- _GIVEN REQUEST 1_
Reproduce the passage of the article on Ginger Price's class visit starting with "After the students" and going on through "miss a beat.".
- _GIVEN REQUEST 2_
Please convert the rows, starting with the line with "line, e.g. (168,250)." and going on through the end of the rows, into a two-column CSV with the columns text and answer. Give one CSV line per row, put each field in quotes, and replace line breaks with spaces.

- _DOCUMENT SEGMENT_

= = =

Educator Ginger Price talks with teens about healthy relationships, consent

During the week of February 12, Vera House educator Ginger Price spoke to 8th graders at Jamesville-Dewitt Middle School about everything from healthy relationships to consent and victim blaming.

In a warm up exercise, Ginger asked the students to all stand shoulder-to-shoulder on a blue line in the middle of the classroom. She read a list of statements and asked the students to step in front of the line if the statement pertained to them.

“Step over the line if you like coming to school.”

“Step over the line if you like sports.”

The statements became increasingly serious.

“Step over the line if you’ve ever felt uncomfortable because of a comment or gesture that someone made about your body.”

“Step over the line if you’ve ever felt embarrassment because someone who you thought was a friend made fun of you.”

“Step over the line if YOU have ever made someone else feel bad by making fun of them.”

“Be honest with yourself,” Ginger said, the teacher nodded to reassure her students that it was alright.

The students looked from side to side, hesitated, before making the decision to step forward or not. After the exercise was over, the students pushed their desks back to the center of the room and debriefed. They said that they felt a little nervous or exposed during the line exercise, but Ginger and the teacher reaffirmed that sometimes we need to feel exposed in order to face hard truths. Exercises like this allow students to think about the consequences of their actions and how to make good choices when it comes to relationships (whether those relationships are social or romantic).

Choices, Choices, Choices
If people believe that violence solves problems, if they believe in rigid gender roles and that someone has to have total control, then people are more likely to choose violence. It is important for young adults to understand the tenets of a healthy relationship and what the warnings signs are for an unhealthy relationship. This is why Vera House is committed to educating the youth of the Syracuse community.

After the students finished debriefing from the “Step over the line” exercise, Ginger asked them to identify flirting behaviors and how those behaviors made them feel. She then asked the class about sexual harassment behaviors.

“There can be a fine line between flirting and sexual harassment,” she told the class.

The group discussed why someone might not come forward about sexual harassment and the students didn’t miss a beat.

“Because the person doing it has power,” one student said.

“Because people might not believe you,” said another.

= = =

- _DATA LISTING_
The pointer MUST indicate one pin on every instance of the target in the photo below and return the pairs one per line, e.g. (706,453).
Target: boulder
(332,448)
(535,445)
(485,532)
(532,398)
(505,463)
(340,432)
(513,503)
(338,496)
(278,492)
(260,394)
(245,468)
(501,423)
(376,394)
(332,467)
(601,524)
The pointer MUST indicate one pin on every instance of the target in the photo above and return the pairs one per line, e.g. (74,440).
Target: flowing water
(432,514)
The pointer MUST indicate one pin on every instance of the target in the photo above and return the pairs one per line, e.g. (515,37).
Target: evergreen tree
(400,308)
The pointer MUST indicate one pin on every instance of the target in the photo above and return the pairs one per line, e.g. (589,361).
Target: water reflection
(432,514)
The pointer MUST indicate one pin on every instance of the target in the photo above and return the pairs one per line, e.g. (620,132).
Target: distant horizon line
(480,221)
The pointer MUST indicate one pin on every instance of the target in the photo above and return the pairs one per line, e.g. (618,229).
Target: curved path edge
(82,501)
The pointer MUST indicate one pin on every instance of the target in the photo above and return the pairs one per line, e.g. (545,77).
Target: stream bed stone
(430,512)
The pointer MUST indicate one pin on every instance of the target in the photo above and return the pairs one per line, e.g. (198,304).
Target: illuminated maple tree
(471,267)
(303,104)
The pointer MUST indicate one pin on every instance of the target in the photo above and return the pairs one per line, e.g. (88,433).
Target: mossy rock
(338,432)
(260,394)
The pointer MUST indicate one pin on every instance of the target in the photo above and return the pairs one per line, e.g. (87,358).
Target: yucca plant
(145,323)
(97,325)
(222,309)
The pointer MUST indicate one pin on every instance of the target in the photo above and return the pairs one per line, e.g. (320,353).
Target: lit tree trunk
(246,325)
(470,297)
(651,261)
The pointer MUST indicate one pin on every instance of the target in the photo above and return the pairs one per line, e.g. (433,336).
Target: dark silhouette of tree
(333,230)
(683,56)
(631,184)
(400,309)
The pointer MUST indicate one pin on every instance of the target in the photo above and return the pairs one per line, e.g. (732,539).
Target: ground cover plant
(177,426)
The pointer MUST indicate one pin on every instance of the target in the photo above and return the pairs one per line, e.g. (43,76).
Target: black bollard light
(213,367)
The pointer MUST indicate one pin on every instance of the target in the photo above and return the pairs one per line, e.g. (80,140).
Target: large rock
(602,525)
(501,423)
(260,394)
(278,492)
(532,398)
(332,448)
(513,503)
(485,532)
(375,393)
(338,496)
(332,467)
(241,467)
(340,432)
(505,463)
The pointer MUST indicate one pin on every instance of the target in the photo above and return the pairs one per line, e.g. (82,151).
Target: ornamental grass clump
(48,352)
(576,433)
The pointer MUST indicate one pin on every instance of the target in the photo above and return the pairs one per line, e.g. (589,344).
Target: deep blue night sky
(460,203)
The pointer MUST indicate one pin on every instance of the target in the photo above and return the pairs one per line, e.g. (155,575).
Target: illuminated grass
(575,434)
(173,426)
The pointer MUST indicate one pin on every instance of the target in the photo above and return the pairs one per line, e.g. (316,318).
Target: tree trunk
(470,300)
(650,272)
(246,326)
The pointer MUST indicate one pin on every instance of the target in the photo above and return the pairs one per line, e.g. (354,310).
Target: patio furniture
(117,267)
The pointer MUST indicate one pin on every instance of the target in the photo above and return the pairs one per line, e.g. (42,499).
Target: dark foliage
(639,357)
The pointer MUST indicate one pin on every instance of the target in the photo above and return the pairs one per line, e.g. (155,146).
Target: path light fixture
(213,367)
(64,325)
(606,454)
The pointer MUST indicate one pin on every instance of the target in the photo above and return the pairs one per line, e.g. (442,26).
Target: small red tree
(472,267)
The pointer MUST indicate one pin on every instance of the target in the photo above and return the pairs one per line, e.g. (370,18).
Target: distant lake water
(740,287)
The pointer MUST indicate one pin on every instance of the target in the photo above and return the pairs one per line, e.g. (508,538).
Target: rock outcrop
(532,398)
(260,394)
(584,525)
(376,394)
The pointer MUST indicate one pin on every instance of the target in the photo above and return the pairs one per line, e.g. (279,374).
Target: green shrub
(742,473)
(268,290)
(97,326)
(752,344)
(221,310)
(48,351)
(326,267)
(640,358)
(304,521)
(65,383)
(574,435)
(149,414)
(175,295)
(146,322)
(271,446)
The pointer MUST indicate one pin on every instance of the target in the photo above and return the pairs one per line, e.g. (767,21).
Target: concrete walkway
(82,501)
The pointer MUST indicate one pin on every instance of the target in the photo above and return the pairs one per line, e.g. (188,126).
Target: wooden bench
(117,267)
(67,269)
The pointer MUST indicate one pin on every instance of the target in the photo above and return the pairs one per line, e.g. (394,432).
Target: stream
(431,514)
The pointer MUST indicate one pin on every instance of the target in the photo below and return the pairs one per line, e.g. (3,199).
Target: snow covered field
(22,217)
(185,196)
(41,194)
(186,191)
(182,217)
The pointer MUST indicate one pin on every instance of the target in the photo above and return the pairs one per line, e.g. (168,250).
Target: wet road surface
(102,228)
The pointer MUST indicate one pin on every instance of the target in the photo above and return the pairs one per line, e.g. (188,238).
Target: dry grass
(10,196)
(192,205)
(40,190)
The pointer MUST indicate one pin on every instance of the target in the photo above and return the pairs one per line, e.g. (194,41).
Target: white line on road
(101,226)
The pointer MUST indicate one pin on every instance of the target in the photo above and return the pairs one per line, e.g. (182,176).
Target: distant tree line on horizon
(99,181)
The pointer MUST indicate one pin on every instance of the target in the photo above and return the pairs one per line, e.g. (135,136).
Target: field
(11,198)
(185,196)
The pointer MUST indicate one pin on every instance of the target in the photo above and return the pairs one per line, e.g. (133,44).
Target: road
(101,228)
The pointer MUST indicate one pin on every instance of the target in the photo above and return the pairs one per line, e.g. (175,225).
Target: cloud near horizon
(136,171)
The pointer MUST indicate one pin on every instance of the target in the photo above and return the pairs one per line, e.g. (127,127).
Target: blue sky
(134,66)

= = =

- _OUTPUT 1_
After the students finished debriefing from the “Step over the line” exercise, Ginger asked them to identify flirting behaviors and how those behaviors made them feel. She then asked the class about sexual harassment behaviors.

“There can be a fine line between flirting and sexual harassment,” she told the class.

The group discussed why someone might not come forward about sexual harassment and the students didn’t miss a beat.

- _OUTPUT 2_
text,answer
"The pointer MUST indicate one pin on every instance of the target in the photo above and return the pairs one per line, e.g. (168,250). Target: wet road surface","(102,228)"
"The pointer MUST indicate one pin on every instance of the target in the photo above and return the pairs one per line, e.g. (188,238). Target: dry grass","(10,196) (192,205) (40,190)"
"The pointer MUST indicate one pin on every instance of the target in the photo above and return the pairs one per line, e.g. (194,41). Target: white line on road","(101,226)"
"The pointer MUST indicate one pin on every instance of the target in the photo above and return the pairs one per line, e.g. (182,176). Target: distant tree line on horizon","(99,181)"
"The pointer MUST indicate one pin on every instance of the target in the photo above and return the pairs one per line, e.g. (135,136). Target: field","(11,198) (185,196)"
"The pointer MUST indicate one pin on every instance of the target in the photo above and return the pairs one per line, e.g. (133,44). Target: road","(101,228)"
"The pointer MUST indicate one pin on every instance of the target in the photo above and return the pairs one per line, e.g. (175,225). Target: cloud near horizon","(136,171)"
"The pointer MUST indicate one pin on every instance of the target in the photo above and return the pairs one per line, e.g. (127,127). Target: blue sky","(134,66)"